### AIM OF THE EXERCISE
Set down each line exactly, beginning with the one that contains "Query: rocky outcrop" and continuing through the last line of the listing, and nothing else.
──────── RECORD SET ────────
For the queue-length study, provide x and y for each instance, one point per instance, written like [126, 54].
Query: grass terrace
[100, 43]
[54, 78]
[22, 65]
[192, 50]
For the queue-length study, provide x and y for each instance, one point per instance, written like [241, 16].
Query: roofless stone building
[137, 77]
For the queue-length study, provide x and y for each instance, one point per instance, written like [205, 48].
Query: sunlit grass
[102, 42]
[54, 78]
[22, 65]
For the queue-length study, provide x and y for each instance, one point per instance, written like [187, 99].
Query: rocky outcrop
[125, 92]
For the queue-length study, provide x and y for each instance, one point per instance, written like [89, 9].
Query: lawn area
────────
### RESPONSE BOX
Query: rocky outcrop
[125, 92]
For the queue-length study, provide x and y for each instance, one point per instance, written like [89, 9].
Query: lawn area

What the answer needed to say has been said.